The problem: Below is a set of records. Repeat all of them exactly.

Source records:
::::::::
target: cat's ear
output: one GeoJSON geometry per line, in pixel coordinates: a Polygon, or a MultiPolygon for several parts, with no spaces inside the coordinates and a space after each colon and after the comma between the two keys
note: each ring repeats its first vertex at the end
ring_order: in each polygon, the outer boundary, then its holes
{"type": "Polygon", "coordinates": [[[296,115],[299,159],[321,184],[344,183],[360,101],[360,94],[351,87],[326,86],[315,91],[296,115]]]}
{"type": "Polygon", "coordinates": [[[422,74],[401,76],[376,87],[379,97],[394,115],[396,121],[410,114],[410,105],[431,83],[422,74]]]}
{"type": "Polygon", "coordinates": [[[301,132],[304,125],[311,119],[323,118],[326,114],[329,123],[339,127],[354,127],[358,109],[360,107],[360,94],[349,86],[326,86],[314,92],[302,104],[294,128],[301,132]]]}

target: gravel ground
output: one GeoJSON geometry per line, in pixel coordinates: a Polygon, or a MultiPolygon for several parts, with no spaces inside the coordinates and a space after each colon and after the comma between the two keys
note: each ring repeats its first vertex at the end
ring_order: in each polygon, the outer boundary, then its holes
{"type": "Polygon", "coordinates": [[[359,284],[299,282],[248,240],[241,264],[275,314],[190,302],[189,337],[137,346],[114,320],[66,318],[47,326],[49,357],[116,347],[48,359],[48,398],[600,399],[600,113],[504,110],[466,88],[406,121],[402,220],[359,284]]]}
::::::::
Expected answer:
target: cat's ear
output: one GeoJSON geometry per line, in pixel coordinates: a Polygon, or a MultiPolygon for several parts, with no spaces inside the coordinates and a space after each colon and after the comma between the two keys
note: each ring repeats its first vertex at the end
ring_order: in each polygon, the outer boundary, then its holes
{"type": "Polygon", "coordinates": [[[296,115],[299,159],[321,184],[344,183],[360,101],[360,94],[351,87],[326,86],[315,91],[296,115]]]}
{"type": "Polygon", "coordinates": [[[422,74],[401,76],[376,87],[379,97],[394,115],[396,121],[410,114],[410,105],[431,83],[422,74]]]}
{"type": "Polygon", "coordinates": [[[301,132],[304,125],[311,119],[323,118],[326,114],[329,123],[339,127],[354,127],[358,109],[360,107],[360,94],[349,86],[326,86],[314,92],[302,104],[294,128],[301,132]]]}

target: gravel ground
output: one GeoJSON geometry per line, in pixel coordinates: a Polygon, or a MultiPolygon for several parts, with no spaces inside the coordinates and a space after each colon and after the comma between the two keys
note: each ring repeats its first vertex at the end
ring_order: in each polygon, the outer boundary, then its holes
{"type": "Polygon", "coordinates": [[[359,284],[299,282],[248,240],[241,264],[275,314],[190,302],[189,337],[137,346],[114,320],[66,318],[47,326],[49,357],[116,347],[48,359],[48,398],[600,399],[600,113],[504,110],[466,88],[406,121],[402,220],[359,284]]]}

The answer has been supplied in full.